## Excerpted text:
start

I have an application that calls a DLL, which in turn may make calls to another DLL.
My problem is performance degradation when these binaries are 64-bit vs. 32-bit.
I have been profiling (AQtime v8.24) using Elapsed Time and CPU Cache Misses counters, and I do not understand the results in a way that helps me know what to do.
So I wrote a test .exe that calls a test DLL, simplifying the code. Initially, the performance degradation existed for these tools (64-bit versions were four times slower than 32-bit), and the CPU Cache Misses test pointed to this routine:
const char* TSimple::get_schema_name( const int schema_number )
{
char* t_ptr = 0;
int t_idx;
for (t_idx = 0; t_idx < 153; t_idx++)
{
// THIS ASSIGNMENT IS WHAT WAS SHOWN TO BE A PROBLEM
bogus_SchemaDef t_def = schema_list[t_idx];
if (t_def.SchemaNumber == schema_number)

end

## Record set:
start

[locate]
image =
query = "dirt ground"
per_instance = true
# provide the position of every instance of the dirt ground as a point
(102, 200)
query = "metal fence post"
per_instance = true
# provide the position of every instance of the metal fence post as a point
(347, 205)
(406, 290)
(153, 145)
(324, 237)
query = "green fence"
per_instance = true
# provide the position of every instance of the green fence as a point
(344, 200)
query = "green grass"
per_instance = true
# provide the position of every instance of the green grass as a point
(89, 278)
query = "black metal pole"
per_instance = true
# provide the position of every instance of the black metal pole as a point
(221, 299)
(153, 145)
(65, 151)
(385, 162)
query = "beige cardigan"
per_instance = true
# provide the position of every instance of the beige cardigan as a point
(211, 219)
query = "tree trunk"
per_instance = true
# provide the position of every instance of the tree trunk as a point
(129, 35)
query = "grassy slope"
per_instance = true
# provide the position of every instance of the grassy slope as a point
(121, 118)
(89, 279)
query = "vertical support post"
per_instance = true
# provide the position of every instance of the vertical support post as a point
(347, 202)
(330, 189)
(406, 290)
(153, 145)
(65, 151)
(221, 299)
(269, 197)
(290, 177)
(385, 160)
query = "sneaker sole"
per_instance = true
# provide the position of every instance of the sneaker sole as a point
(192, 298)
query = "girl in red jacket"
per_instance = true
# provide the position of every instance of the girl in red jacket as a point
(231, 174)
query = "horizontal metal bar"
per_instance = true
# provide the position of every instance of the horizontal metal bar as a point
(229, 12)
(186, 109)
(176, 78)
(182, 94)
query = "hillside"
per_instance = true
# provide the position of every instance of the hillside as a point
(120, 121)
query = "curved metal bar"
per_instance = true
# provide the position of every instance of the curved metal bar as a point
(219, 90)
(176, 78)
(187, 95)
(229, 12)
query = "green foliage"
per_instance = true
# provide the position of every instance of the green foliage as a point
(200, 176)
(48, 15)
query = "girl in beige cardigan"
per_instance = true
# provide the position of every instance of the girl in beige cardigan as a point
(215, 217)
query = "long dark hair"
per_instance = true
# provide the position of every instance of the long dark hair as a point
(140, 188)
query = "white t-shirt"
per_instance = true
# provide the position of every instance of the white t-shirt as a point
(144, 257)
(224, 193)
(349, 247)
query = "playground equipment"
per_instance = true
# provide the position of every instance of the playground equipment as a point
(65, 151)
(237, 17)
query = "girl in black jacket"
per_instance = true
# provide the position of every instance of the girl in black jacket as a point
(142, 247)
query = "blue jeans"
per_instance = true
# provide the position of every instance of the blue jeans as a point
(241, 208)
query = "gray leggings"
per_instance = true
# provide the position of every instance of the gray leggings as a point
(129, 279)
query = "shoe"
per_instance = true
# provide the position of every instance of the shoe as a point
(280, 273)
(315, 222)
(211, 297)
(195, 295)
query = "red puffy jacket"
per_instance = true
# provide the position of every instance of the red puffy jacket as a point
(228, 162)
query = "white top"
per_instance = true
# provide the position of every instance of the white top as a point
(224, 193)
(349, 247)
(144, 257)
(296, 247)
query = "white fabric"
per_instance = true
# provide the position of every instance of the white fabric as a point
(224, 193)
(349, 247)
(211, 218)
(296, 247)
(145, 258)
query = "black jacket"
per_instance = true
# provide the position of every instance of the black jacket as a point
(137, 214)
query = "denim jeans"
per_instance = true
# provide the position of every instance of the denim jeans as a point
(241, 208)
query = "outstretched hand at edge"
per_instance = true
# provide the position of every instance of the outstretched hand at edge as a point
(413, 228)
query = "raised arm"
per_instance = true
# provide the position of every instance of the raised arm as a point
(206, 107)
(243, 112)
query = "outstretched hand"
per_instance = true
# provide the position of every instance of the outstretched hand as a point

end

## Written instruction 1:
Please retype part of the DLL performance post above, beginning at the words "I have been" and stopping after the words "int schema_number )".
## Written instruction 2:
Write what comes next in the DLL performance post, starting right after its last line.

## Exercise result 1:
I have been profiling (AQtime v8.24) using Elapsed Time and CPU Cache Misses counters, and I do not understand the results in a way that helps me know what to do.
So I wrote a test .exe that calls a test DLL, simplifying the code. Initially, the performance degradation existed for these tools (64-bit versions were four times slower than 32-bit), and the CPU Cache Misses test pointed to this routine:
const char* TSimple::get_schema_name( const int schema_number )

## Exercise result 2:
{
return (const char*)schema_list[t_idx].SchemaName;
break;
}
}
return t_ptr;
}
// THIS IS THE bogus_SchemaDef struct:
typedef struct
{
int SchemaNumber;
char SchemaName[100];
char SiteList[100];
} bogus_SchemaDef;
// THIS IS THE schema_list ARRAY (portion):
static bogus_SchemaDef schema_list[] = {
{ 1, "LipUpper", "C000;C003" },
{ 153, "IllDefinedOther", "C420-C424;C760-C765;C767-C768;C770-C775;C778-C779;C809" }
};
So I changed the code to this (eliminated the assignment to an instance of the struct):
const char* TSimple::get_schema_name( const int schema_number )
{
char* t_ptr = 0;
int t_idx;
for (t_idx = 0; t_idx < 153; t_idx++)
{
//bogus_SchemaDef t_def = schema_list[t_idx];
//if (t_def.SchemaNumber == schema_number)
if (schema_list[t_idx].SchemaNumber == schema_number)
{
return (const char*)schema_list[t_idx].SchemaName;
break;
}
}
return t_ptr;
}
Re-ran the tests, and this time the 64-bit version was 36% faster than 32-bit. Great! Although I don't understand WHY this change made such a difference.
But according to AQtime, the 64-bit version still performs worse than the 32-bit version.
CPU Cache Misses/% Misses
32-bit: 25.79%
64-bit: 83.34%
Elapsed Time/% Time
32-bit: 10.99%
64-bit: 33.95%
I really need to understand what AQtime is telling me, because when I plug this revised test DLL into the environment where my app calls my DLL which then calls this DLL, the overall performance degrades by 30-40%.
I should note that when I test my app+DLL where I am not making the call into the second DLL, the 64-bit builds run as fast or faster than the 32-bit builds. Everything points to this call to any second DLL.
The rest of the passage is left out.